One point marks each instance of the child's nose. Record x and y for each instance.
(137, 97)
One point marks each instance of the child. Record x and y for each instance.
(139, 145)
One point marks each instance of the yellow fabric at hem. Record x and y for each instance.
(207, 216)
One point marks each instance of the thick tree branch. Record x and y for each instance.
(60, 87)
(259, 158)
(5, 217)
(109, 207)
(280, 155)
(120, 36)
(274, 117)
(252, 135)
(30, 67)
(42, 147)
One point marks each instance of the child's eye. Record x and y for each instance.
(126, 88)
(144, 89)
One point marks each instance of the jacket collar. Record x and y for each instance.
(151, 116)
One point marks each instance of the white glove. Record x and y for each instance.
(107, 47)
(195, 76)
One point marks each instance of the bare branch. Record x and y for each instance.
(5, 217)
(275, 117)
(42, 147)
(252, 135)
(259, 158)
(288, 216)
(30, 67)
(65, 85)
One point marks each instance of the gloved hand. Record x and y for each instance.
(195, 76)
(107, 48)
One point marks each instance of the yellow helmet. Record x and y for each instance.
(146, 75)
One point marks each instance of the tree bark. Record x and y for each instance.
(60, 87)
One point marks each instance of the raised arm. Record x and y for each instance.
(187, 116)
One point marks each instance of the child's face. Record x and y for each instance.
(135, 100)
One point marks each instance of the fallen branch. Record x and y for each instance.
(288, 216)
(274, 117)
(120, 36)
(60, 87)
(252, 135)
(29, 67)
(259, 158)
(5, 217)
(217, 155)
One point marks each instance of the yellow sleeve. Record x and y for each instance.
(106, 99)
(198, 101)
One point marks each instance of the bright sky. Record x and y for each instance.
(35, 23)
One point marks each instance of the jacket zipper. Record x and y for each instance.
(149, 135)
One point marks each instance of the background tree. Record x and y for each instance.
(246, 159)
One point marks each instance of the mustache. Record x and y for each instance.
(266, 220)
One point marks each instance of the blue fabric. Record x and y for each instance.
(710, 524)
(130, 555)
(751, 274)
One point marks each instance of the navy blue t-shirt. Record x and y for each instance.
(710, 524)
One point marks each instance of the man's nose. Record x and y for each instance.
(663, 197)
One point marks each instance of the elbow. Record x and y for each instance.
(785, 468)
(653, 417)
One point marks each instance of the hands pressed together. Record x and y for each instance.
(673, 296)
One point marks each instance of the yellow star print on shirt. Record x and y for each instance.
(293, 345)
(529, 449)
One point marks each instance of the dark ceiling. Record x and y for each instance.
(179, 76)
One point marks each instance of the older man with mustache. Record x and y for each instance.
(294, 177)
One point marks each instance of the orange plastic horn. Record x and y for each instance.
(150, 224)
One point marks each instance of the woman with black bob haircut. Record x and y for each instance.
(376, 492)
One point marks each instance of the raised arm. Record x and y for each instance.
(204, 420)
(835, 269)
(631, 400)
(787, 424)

┄┄┄┄┄┄┄┄┄┄┄┄┄┄┄┄┄┄┄┄

* [What the task requires] Repeat the entries word for word, from the line containing "One point marks each instance of the yellow star" through the end of the entries.

* [The answer]
One point marks each instance of the yellow star print on shirt. Record x and y for each instance.
(293, 345)
(529, 449)
One point marks each instance of the dark ceiling. Record x and y for each instance.
(179, 76)
One point marks each instance of the older man with mustache. Record x and y for each instance.
(294, 177)
One point marks each instance of the orange plastic horn. Record x and y for each instance.
(150, 224)
One point marks each instance of the woman with black bob haircut. Record x and y for each instance.
(376, 492)
One point marks each instance of the raised arm. Record x and y for each instance.
(204, 420)
(835, 269)
(631, 400)
(787, 424)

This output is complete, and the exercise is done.